---------- Listed records

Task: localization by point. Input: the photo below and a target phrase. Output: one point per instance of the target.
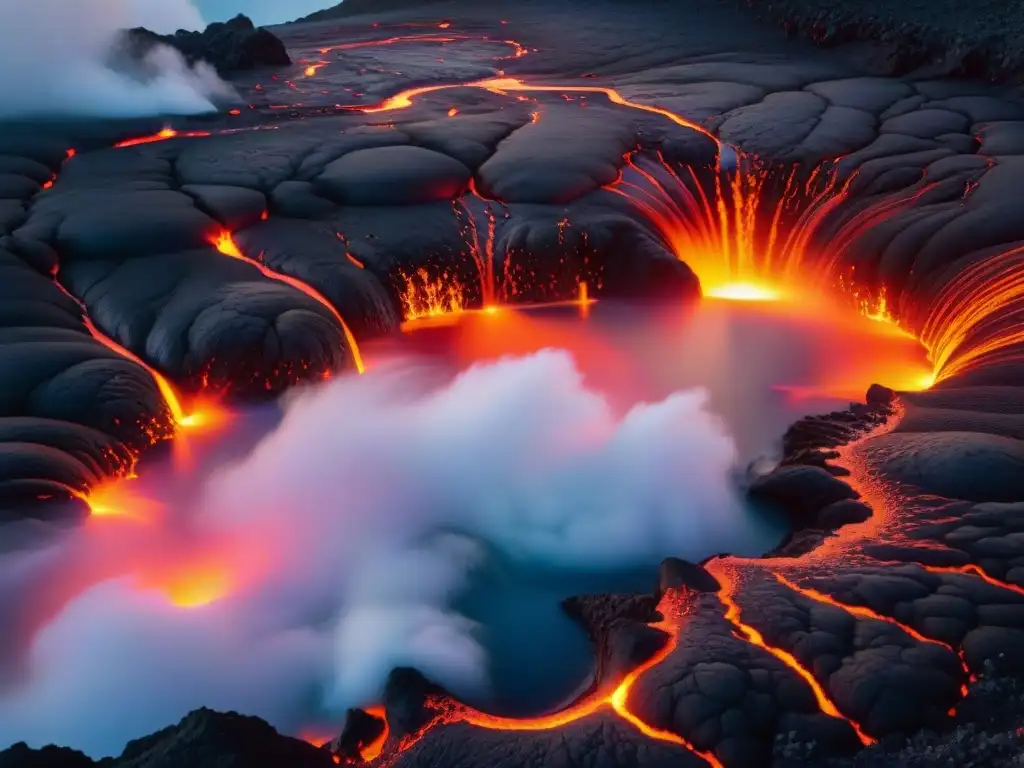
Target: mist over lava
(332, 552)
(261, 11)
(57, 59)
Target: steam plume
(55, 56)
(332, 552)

--------------------

### Your goal
Return every line of the listing above verbatim, leaving out the pictures.

### The solution
Task: localization by point. Input: the photo below and a target phrase. Output: one point per instance of the target.
Target: mist over lava
(332, 552)
(261, 11)
(57, 59)
Target: steam plume
(55, 56)
(332, 552)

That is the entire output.